_Trecho selecionado_
○ ○ ○ ○ ○ ○ ○
Há quatro anos, em 25 de janeiro de 2019, uma onda de 12 milhões de m3 de rejeitos de mineração contaminou o rio Paraopeba, na Bacia do rio São Francisco, impactou a vida em 26 municípios, deixou aproximadamente 272 mortos (quatro seguem desaparecidos), além de destruir 297 hectares de Mata Atlântica e uma grande diversidade de fauna e flora em Minas Gerais. A reportagem é do site Eco Jornalismo Ambiental, jornalista Adriana Amancio
Após quase meia década do rompimento da Barragem Córrego do Feijão, em Brumadinho, o segundo maior desastre da mineração deste século segue sem data de conclusão para reparações ambiental e das vítimas.
A bacia do rio Paraopeba abastece 48 municípios e é um dos mais relevantes a desaguar no rio São Francisco, um dos mais importantes cursos d’água do país. O Paraopeba é essencial para a gestão hídrica da Região Metropolitana de Belo Horizonte e a principal fonte de alimento e sobrevivência para os ribeirinhos. Antes do rompimento da barragem, a sua bacia hidrográfica mantinha uma rica biodiversidade que assegurava o equilíbrio ambiental da região.
○ ○ ○ ○ ○ ○ ○
_Itens_

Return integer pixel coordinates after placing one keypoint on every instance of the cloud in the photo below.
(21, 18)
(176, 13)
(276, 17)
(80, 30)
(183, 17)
○ ○ ○ ○ ○ ○ ○
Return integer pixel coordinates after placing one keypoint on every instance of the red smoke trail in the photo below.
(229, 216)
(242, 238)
○ ○ ○ ○ ○ ○ ○
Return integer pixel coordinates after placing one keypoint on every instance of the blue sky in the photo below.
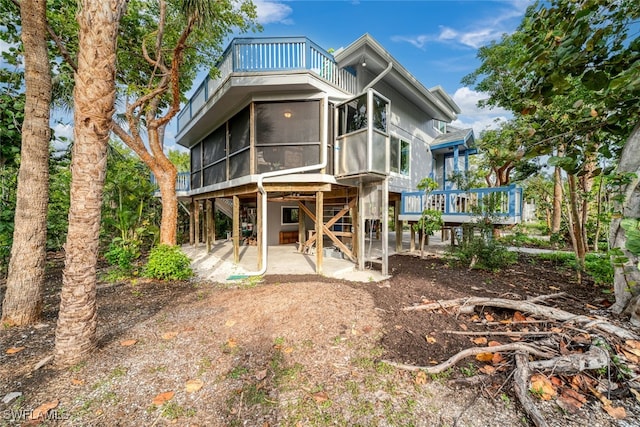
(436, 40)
○ ○ ○ ○ ○ ○ ○
Pode reescrever o trecho sobre Brumadinho, começando nas palavras que contêm "A bacia do rio Paraopeba" e parando depois de "ambiental da região.", com "ribeirinhos" trocado por "pescadores"?

A bacia do rio Paraopeba abastece 48 municípios e é um dos mais relevantes a desaguar no rio São Francisco, um dos mais importantes cursos d’água do país. O Paraopeba é essencial para a gestão hídrica da Região Metropolitana de Belo Horizonte e a principal fonte de alimento e sobrevivência para os pescadores. Antes do rompimento da barragem, a sua bacia hidrográfica mantinha uma rica biodiversidade que assegurava o equilíbrio ambiental da região.